> **Brief**
Recast the data below as a JSON list of strings, with one string for each line and no entries for blank lines. Leave the pictures out of your answer.

+ + +

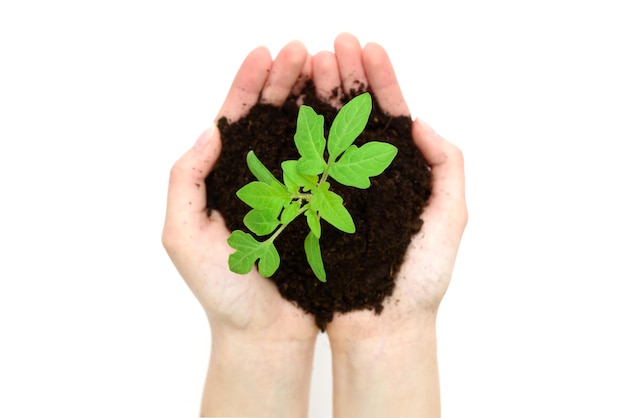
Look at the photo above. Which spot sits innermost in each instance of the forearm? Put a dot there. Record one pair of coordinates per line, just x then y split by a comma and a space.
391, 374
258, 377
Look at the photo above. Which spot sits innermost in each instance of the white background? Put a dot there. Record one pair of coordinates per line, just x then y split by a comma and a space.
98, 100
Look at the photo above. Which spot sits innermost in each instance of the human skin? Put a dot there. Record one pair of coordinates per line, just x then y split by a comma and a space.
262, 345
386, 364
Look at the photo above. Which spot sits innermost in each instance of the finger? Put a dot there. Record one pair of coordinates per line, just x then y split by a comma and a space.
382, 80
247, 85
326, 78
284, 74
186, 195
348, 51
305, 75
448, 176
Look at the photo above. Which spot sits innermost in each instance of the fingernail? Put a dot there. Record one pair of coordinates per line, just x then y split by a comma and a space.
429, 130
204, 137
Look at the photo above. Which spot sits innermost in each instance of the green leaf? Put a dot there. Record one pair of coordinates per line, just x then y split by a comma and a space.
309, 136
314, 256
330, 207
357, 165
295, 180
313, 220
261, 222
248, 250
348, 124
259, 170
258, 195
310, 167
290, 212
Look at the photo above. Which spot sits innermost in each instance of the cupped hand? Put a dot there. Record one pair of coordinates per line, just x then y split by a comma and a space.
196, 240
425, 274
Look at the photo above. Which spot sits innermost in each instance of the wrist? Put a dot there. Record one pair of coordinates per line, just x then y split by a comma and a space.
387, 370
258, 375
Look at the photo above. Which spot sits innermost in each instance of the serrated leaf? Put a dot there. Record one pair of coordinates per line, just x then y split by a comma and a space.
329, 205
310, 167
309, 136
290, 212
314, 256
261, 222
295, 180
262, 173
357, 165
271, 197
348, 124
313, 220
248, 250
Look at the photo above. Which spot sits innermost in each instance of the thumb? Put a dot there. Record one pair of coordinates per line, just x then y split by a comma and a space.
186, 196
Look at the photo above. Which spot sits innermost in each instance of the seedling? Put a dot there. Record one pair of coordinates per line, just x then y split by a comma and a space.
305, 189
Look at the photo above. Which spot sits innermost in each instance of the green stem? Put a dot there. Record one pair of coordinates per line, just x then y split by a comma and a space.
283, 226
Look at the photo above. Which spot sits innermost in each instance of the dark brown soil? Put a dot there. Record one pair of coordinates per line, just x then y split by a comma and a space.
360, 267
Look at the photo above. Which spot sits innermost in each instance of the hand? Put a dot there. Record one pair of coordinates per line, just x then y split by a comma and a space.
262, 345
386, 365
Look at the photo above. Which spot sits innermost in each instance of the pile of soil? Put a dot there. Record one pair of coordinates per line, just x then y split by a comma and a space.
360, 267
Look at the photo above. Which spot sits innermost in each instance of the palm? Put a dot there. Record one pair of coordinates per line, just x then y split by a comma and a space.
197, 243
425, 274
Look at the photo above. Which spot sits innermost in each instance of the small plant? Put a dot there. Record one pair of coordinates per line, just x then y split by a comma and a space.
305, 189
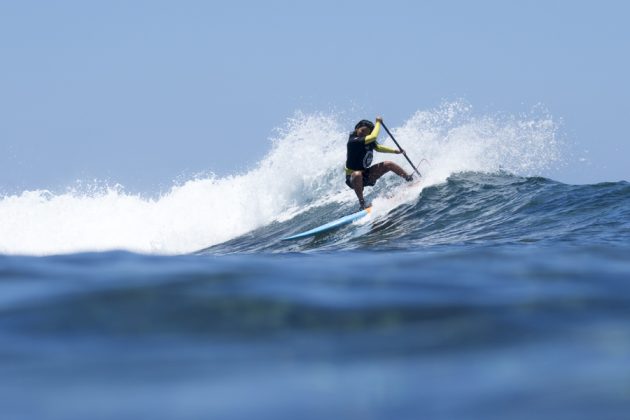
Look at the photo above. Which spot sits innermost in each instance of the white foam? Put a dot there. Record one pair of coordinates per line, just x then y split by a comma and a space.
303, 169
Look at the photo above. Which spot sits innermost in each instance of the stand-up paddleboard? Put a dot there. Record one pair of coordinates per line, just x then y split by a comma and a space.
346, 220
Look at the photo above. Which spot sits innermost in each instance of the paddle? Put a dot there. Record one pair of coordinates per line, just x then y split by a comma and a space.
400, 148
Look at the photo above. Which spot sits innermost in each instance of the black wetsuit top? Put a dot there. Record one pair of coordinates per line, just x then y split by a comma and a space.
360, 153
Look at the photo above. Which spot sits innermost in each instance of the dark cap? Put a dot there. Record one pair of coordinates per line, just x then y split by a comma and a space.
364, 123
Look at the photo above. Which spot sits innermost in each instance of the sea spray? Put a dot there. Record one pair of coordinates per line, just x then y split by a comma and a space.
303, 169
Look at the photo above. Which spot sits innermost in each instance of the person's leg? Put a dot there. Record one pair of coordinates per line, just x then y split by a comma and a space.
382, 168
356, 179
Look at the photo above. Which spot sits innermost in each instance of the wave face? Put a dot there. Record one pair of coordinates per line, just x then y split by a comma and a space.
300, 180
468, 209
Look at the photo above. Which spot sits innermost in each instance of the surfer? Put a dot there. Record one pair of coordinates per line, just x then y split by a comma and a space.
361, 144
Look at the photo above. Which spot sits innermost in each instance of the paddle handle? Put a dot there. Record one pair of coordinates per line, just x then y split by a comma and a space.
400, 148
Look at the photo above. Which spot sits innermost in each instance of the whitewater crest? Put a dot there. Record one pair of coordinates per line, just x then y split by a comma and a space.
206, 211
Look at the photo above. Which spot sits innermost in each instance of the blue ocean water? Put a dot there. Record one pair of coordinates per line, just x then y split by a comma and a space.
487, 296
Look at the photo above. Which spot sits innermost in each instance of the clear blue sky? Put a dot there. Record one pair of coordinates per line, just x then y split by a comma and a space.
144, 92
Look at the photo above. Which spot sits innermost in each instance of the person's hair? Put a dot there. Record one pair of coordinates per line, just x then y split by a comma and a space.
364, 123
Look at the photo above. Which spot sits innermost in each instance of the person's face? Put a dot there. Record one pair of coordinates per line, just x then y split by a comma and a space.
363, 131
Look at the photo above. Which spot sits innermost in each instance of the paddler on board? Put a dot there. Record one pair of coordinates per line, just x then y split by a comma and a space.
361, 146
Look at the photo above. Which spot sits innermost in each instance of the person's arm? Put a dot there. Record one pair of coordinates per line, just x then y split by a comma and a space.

+ + +

> **The solution**
[
  "Look at the photo above. Which spot sits innermost in each instance of the forearm? Put a dot there. Record one pair of coordinates per line, just x then y split by a comma and a space.",
  "391, 374",
  "258, 377",
  "Look at the photo above. Which spot sits innermost in each instance of the white background? Put a dot there. Record one pair of coordinates per line, just x then y split by a comma and a space.",
  "98, 100",
  "Look at the photo above. Which spot sits innermost in each instance of the human skin? Put a dot there. Record one pair of coordinates per line, just x then y split by a comma and a space.",
  "262, 345",
  "386, 364",
  "Look at the photo above. Which spot sits innermost in each instance of the finger? Put a dot there. Record one pair of coordinates per line, just x then y split by a comma and a space.",
  "382, 80",
  "247, 85",
  "326, 78",
  "284, 74",
  "186, 195",
  "348, 51",
  "305, 75",
  "448, 176",
  "Look at the photo above. Which spot sits innermost in each instance of the fingernail? Put a dot there. Record one pair of coordinates per line, just x then y split by a comma and a space.",
  "429, 130",
  "204, 137",
  "Look at the photo above. Which spot sits innermost in each instance of the green leaf? Put a dot there. Record one pair of coordinates per line, just x then y split by a comma and a space.",
  "309, 136",
  "314, 256",
  "330, 207",
  "357, 165",
  "295, 180",
  "313, 220",
  "261, 222",
  "248, 250",
  "348, 124",
  "259, 170",
  "258, 195",
  "310, 167",
  "290, 212",
  "Look at the photo above. Which spot sits innermost in each instance of the cupped hand? Put a dot there. Record one pair of coordinates per line, just x then y split by a comma and a space.",
  "196, 240",
  "425, 274",
  "Look at the photo above. Which spot sits innermost in each instance of the wrist? Put a dot there. Record one pair of coordinates per line, just x then y split by a comma and a space.",
  "387, 370",
  "258, 375",
  "Look at the photo above. Which spot sits innermost in each instance of the serrated leaf? Put a dot there. Record one pair of coordinates per line, just x then y split by a comma and a space.",
  "329, 205",
  "310, 167",
  "309, 136",
  "290, 212",
  "314, 256",
  "261, 222",
  "295, 180",
  "262, 173",
  "357, 165",
  "271, 197",
  "348, 124",
  "313, 220",
  "248, 250",
  "Look at the photo above. Which spot sits innermost in each instance of the thumb? Put a dot there. Record one pair of coordinates per line, just x then y split by a comma and a space.",
  "186, 196",
  "Look at the photo above. Which spot sits innermost in each instance of the seedling? Put a dot there. Record one pair of coordinates per line, just x then y split by a comma and a space.",
  "305, 189",
  "Look at the photo above. Which spot sits innermost in each instance of the green stem? Put a dot there. Record one pair of coordinates per line, just x then y split by a comma and a space.",
  "283, 226",
  "Look at the photo above. Which spot sits innermost in each instance of the dark brown soil? Put a dot there. Record one pair of coordinates per line, just x then y split by a comma and a space.",
  "360, 267",
  "Look at the photo above. Which spot sits innermost in each instance of the hand? Put a dot there. Record one pair of coordinates per line, just x then y split by a comma and a space.",
  "262, 345",
  "386, 365",
  "Look at the photo above. Which spot sits innermost in each instance of the pile of soil? Put a dot there. Record one pair of coordinates per line, just x then y split by a comma and a space.",
  "360, 267",
  "Look at the photo above. Which spot sits innermost in each instance of the palm? Put a dot there. Record one pair of coordinates per line, just x then y split by a comma and a space.",
  "197, 243",
  "425, 274",
  "Look at the photo above. Which spot sits innermost in each instance of the small plant? Put a dot there. Record one pair of coordinates per line, just x then y split by a comma and a space.",
  "305, 189",
  "Look at the photo above. Which spot sits innermost in each instance of the white foam? Put a dot there. Record one pair of coordinates per line, just x then y split by a comma and a space.",
  "303, 169",
  "Look at the photo above. Which spot sits innermost in each instance of the stand-up paddleboard? Put a dot there. Record one pair of coordinates per line, just x then y split by a comma and a space.",
  "346, 220",
  "Look at the photo above. Which spot sits innermost in each instance of the paddle? Put a dot there. Record one pair of coordinates per line, just x then y split by a comma and a space.",
  "400, 148",
  "Look at the photo above. Which spot sits innermost in each instance of the black wetsuit top? Put a dot there. Record one pair of coordinates per line, just x then y split by a comma and a space.",
  "360, 153",
  "Look at the photo above. Which spot sits innermost in each instance of the dark cap? Put a dot there. Record one pair of coordinates per line, just x then y split by a comma and a space.",
  "364, 123",
  "Look at the photo above. Which spot sits innermost in each instance of the sea spray? Put a dot there. Record one pair of coordinates per line, just x then y split by a comma and a space.",
  "303, 169",
  "Look at the photo above. Which spot sits innermost in each instance of the person's leg? Put a dot there. Record one pair of coordinates per line, just x then y split by a comma and a space.",
  "382, 168",
  "356, 179",
  "Look at the photo above. Which spot sits innermost in each instance of the wave face? Put a dot there. Record one pair of coordinates per line, just x then y split by a comma and a space.",
  "300, 180",
  "468, 209",
  "Look at the photo above. Which spot sits innermost in each instance of the surfer? Put a dot there. Record one pair of coordinates per line, just x then y split by a comma and a space.",
  "361, 144",
  "Look at the photo above. Which spot sits innermost in each instance of the paddle handle? Put a dot there. Record one pair of coordinates per line, just x then y split by a comma and a space.",
  "400, 148",
  "Look at the photo above. Which spot sits innermost in each instance of the whitewater crest? Put a dot there. Record one pair of coordinates per line, just x then y split by a comma and a space.",
  "206, 211",
  "Look at the photo above. Which spot sits innermost in each instance of the blue ocean water? Put a dot there. Record one pair of coordinates per line, just x then y split by a comma and a space.",
  "487, 296",
  "Look at the photo above. Which spot sits innermost in each instance of the clear blue sky? Put a dot there. Record one pair of coordinates per line, just x then y split by a comma and a space.",
  "144, 92",
  "Look at the photo above. Which spot sits innermost in each instance of the person's hair? Put a dot there. Record one pair of coordinates per line, just x then y split by a comma and a space.",
  "364, 123",
  "Look at the photo above. Which spot sits innermost in each instance of the person's face? Put a dot there. Record one pair of coordinates per line, just x then y split by a comma and a space.",
  "363, 131",
  "Look at the photo above. Which spot sits innermost in each instance of the paddler on board? Put a dot there. Record one pair of coordinates per line, just x then y split by a comma and a space.",
  "361, 146",
  "Look at the photo above. Which spot sits innermost in each instance of the person's arm? Put a dot there. Record one pair of coordinates per line, just x then y split by a comma and a space."
]